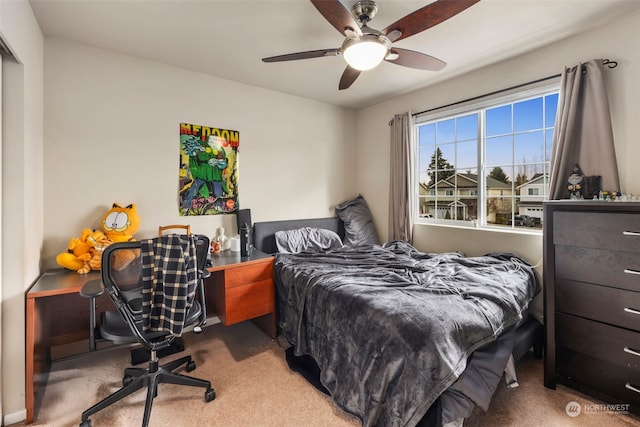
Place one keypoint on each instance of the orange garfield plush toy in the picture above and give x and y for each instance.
(84, 253)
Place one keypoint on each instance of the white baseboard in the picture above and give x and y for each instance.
(16, 417)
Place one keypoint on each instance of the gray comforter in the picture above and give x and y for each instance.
(391, 328)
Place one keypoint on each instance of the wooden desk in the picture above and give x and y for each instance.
(239, 289)
(55, 314)
(242, 289)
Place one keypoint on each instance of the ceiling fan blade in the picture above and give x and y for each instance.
(348, 77)
(413, 59)
(426, 17)
(302, 55)
(337, 15)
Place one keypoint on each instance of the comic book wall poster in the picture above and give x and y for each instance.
(208, 183)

CHALLENGE ▸ Rescale the data above by writing out all of its lines again, requests included, with every x and y coordinate in the answers multiplied by 2.6 and rounded to the nearest whole number, halves rounded up. Leave the pictures out of your answer.

EXERCISE OUTPUT ▸
Place one keypoint on each instance of the orange garfield plush toy in the picture above and give x and y for each instance.
(218, 658)
Place one keypoint on each instance of the white baseboard in the picture above and give x and y for each instance.
(42, 1084)
Place one keypoint on each instance of the gray comforter in the picture above and give x and y for each instance.
(1017, 853)
Place one keypoint on each instance of the wooden desk in the picture above and give x and y for each instance.
(621, 751)
(143, 816)
(629, 751)
Place one keypoint on each instance of the ceiling fan blade in the picture above and give x and y for each instance.
(905, 200)
(1074, 153)
(1108, 44)
(785, 143)
(876, 39)
Place one keypoint on each instance of the comic book wall poster in the picture above and give x and y for each instance.
(541, 476)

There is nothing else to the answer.